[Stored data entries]
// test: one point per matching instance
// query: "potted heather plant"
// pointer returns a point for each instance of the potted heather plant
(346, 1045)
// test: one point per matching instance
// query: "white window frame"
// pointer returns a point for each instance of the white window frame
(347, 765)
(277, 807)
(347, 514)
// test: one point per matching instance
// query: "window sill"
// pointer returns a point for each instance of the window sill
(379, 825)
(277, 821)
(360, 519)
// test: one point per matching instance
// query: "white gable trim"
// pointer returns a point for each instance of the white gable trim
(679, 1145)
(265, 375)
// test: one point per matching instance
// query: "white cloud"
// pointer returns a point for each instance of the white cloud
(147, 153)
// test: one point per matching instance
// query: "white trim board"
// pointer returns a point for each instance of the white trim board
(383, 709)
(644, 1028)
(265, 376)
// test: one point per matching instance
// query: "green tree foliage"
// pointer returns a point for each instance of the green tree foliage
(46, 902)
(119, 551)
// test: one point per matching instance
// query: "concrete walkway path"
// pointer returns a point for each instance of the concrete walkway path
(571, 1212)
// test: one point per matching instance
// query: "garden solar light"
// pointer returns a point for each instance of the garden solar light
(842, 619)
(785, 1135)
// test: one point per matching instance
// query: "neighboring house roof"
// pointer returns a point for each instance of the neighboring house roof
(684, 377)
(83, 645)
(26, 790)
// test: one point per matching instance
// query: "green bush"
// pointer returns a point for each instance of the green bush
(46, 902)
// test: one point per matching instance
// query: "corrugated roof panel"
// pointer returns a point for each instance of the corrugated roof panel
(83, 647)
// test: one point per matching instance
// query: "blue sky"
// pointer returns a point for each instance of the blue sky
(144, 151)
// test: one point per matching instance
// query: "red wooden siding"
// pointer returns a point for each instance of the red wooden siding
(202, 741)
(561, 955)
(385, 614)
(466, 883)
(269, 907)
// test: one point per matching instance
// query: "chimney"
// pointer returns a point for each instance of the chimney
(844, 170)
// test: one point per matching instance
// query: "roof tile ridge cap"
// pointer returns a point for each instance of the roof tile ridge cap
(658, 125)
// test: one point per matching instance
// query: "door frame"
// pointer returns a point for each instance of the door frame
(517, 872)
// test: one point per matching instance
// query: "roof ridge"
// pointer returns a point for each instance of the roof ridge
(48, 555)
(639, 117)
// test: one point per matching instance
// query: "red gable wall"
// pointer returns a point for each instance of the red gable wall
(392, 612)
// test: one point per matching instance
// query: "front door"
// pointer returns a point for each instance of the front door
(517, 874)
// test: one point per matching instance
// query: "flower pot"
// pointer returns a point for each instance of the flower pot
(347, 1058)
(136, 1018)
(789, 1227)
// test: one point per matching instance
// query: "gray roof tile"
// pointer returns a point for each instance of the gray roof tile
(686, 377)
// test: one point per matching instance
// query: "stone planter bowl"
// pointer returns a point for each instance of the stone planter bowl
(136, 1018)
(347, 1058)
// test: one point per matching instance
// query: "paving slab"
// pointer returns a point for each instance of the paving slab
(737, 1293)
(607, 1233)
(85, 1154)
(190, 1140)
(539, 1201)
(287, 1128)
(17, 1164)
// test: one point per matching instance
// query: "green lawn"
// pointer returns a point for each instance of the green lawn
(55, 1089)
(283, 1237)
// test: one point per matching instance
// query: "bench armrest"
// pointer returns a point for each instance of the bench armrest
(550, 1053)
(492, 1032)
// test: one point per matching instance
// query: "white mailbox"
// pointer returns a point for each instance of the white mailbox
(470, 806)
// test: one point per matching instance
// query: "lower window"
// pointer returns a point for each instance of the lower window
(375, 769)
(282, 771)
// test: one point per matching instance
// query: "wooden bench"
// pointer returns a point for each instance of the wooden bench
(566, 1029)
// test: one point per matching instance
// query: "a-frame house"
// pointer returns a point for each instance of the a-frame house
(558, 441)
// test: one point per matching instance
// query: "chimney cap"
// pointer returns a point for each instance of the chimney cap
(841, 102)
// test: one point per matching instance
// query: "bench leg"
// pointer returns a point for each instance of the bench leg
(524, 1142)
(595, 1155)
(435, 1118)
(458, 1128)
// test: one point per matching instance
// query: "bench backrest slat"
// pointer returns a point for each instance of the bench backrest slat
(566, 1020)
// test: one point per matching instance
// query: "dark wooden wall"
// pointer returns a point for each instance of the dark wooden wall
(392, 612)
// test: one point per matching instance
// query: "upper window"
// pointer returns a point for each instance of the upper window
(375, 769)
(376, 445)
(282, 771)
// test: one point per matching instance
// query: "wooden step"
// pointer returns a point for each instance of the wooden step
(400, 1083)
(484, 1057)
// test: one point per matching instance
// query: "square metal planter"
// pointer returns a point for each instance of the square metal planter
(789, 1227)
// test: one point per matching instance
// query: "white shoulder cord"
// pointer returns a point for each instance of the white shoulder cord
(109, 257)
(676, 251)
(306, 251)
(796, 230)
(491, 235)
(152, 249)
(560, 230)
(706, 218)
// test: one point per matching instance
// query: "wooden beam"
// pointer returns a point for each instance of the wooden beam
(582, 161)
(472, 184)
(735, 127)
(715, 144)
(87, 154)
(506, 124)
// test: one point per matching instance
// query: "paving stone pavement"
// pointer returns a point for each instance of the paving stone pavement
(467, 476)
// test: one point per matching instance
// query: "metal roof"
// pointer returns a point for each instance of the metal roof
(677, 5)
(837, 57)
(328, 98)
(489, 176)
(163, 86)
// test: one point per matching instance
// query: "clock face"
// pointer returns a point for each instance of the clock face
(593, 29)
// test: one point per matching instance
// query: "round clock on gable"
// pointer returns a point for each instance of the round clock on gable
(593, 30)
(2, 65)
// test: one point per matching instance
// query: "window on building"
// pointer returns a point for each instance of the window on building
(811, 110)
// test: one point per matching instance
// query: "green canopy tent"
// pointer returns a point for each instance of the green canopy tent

# WORK INSTRUCTION
So that the data stays intact, repeat all of it exactly.

# OUTPUT OF THE TASK
// test: one point per matching instance
// query: "potted heather plant"
// pointer returns a point for each instance of the potted heather plant
(346, 1045)
// test: one point per matching instance
// query: "white window frame"
// pointer returns a point for each instance of the white window frame
(347, 765)
(277, 807)
(347, 514)
// test: one point per matching instance
// query: "window sill"
// pointer returns a point for each instance of the window sill
(379, 825)
(277, 821)
(360, 519)
// test: one point per matching instance
// query: "white gable trim"
// pointer returns a point for each instance of the white gable trim
(679, 1145)
(265, 375)
// test: one point per matching instance
// query: "white cloud"
// pointer returns a point for each instance of the white cloud
(147, 153)
// test: one point per matching instance
// query: "white trim board"
// pointer returns a point for each instance of the white trim board
(383, 709)
(644, 1028)
(265, 376)
// test: one point per matching instance
// query: "green tree foliage"
// pointer returns a point for each instance of the green tree foliage
(46, 902)
(119, 551)
// test: one point per matching instance
// query: "concrete walkway path"
// pointer returns a point for each instance of the concrete walkway path
(571, 1212)
// test: one point per matching instance
// query: "garden solar light"
// pointer returns a point for each instance of the garden solar light
(842, 619)
(785, 1135)
// test: one point per matching instance
// query: "neighboring house roof"
// pointer returns a point for each instance of the neighboring house roof
(684, 377)
(83, 645)
(26, 790)
// test: one point per matching instance
// query: "green bush"
// pointer returns a point for each instance of the green bush
(46, 902)
// test: one point per matching instance
// query: "corrugated roof panel"
// pointer returns a point for each instance of the corrugated roof panel
(83, 647)
// test: one point per matching instance
// query: "blue sky"
// pointer returns a point for each instance of the blue sky
(144, 151)
// test: one point per matching instance
// query: "red wooden siding"
// pointer returns a point for each instance of the red wooden siding
(202, 741)
(561, 955)
(385, 614)
(466, 883)
(269, 907)
// test: one point per matching instance
// query: "chimney"
// pointer returns a point for each instance of the chimney
(844, 170)
// test: one point per matching instance
// query: "roof tile ridge cap"
// pointer returns a point for each instance of the roof tile ridge cap
(658, 125)
// test: one point per matching instance
// query: "door frame"
// pointer returns a point for each instance of the door frame
(517, 872)
// test: one point per matching instance
// query: "roof ridge"
// pointer returns a point for each instance of the roof ridge
(48, 555)
(639, 117)
// test: one point per matching instance
// query: "red gable wall"
// pointer returns a point for each instance of the red gable wall
(392, 612)
// test: one point per matching instance
// query: "front door"
// pointer returns a point for each instance of the front door
(517, 874)
// test: one point per matching instance
// query: "flower pot"
// pointer returns a point for each instance of the flower pot
(347, 1058)
(136, 1018)
(789, 1227)
// test: one point per matching instance
// query: "gray roof tile"
// pointer returns a point for each instance of the gray roof tile
(686, 377)
// test: one point per matching instance
// query: "stone planter bowl"
// pointer returns a point for each instance of the stone planter bowl
(136, 1018)
(347, 1058)
// test: one point per matching instance
// query: "paving slab"
// pointer returns a point for each instance of the paving slab
(737, 1293)
(607, 1233)
(85, 1154)
(190, 1140)
(539, 1201)
(287, 1128)
(17, 1164)
// test: one point per matching instance
// query: "green lawn"
// pointer returns a point for each instance of the green lawn
(55, 1089)
(283, 1237)
// test: one point per matching instance
// query: "bench armrest"
// pointer returns a point for each instance of the bench armrest
(550, 1053)
(492, 1032)
// test: one point per matching instance
// query: "white mailbox"
// pointer returns a point for each instance of the white mailbox
(470, 806)
// test: one point per matching instance
// query: "lower window"
// pointer returns a point for each instance of the lower window
(375, 769)
(282, 771)
// test: one point per matching instance
// query: "wooden bench"
// pointer returns a point for each instance of the wooden bench
(566, 1029)
// test: one point per matching instance
// query: "a-frame house"
// pointer returns a point for each instance of the a-frame house
(558, 441)
// test: one point per matching instance
// query: "chimney cap"
// pointer returns a point for each instance of the chimney cap
(841, 102)
// test: one point per matching instance
// query: "bench leg"
// pointer returns a point for each instance of the bench leg
(524, 1142)
(595, 1155)
(435, 1118)
(458, 1128)
// test: one point per matching instance
// query: "bench backrest slat"
// pointer returns a point for each instance of the bench backrest slat
(566, 1020)
// test: one point per matching instance
// query: "dark wooden wall"
// pointer returns a point for each instance of the dark wooden wall
(392, 612)
// test: one point per matching instance
// query: "upper window"
// pointer returns a point for each instance of the upper window
(375, 769)
(376, 445)
(282, 771)
// test: one point per matching instance
// query: "wooden step"
// pointer returns a point for each instance of the wooden step
(400, 1083)
(484, 1057)
// test: one point per matching instance
// query: "square metal planter"
// pointer returns a point for each instance of the square metal planter
(789, 1227)
// test: one point per matching instance
// query: "white shoulder cord"
// pointer returns a point for each instance of the white shoulder cord
(109, 257)
(676, 251)
(306, 251)
(796, 230)
(491, 235)
(152, 249)
(560, 230)
(706, 218)
// test: one point per matching instance
// query: "wooden beam"
// pointer returns a point for each instance of the wooden beam
(582, 161)
(472, 184)
(735, 127)
(715, 144)
(87, 154)
(506, 124)
// test: one point per matching instance
// query: "paving stone pavement"
// pointer returns a point for each instance of the paving stone pavement
(467, 476)
// test: one point per matching instance
// query: "metal roof"
// pointer returns a point for each instance of the metal roof
(677, 5)
(837, 57)
(328, 98)
(489, 176)
(163, 86)
// test: one point per matching instance
// query: "clock face"
// pointer returns a point for each instance of the clock face
(593, 29)
// test: one point per matching instance
// query: "round clock on gable"
// pointer returns a point for each instance of the round clock on gable
(593, 30)
(2, 65)
// test: one point per matching instance
// query: "window on building"
// pointer returns a point for each instance of the window on building
(811, 110)
// test: one point per matching instance
// query: "green canopy tent"
// pointer returns a point for each instance of the green canopy tent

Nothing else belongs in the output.